> [Exercise objective]: Every line containing "Annotation" should be identified and copied from the data below.
☆ ☆ ☆
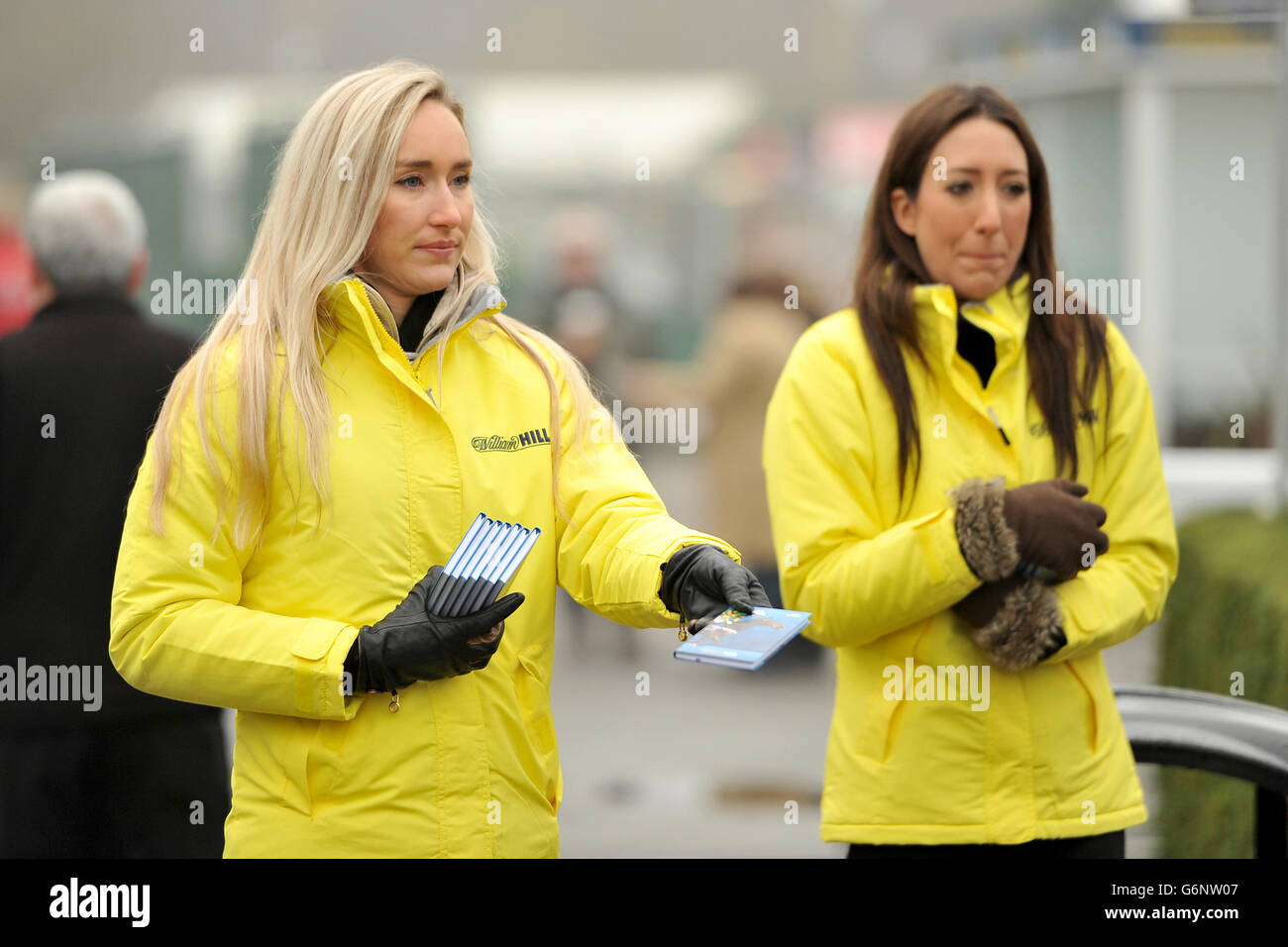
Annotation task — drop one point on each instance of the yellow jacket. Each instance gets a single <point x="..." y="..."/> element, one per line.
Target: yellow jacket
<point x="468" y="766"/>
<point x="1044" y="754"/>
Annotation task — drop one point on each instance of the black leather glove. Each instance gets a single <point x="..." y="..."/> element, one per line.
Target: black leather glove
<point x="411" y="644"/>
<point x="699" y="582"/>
☆ ☆ ☆
> [Reply]:
Annotation task — drop one point on each instance of the yellow jacket. Each instance gets a single <point x="..." y="..."/> element, one per line.
Annotation task — drop one point on each instance of the black leather glove. Each instance gets a single <point x="..." y="..."/> element, one per line.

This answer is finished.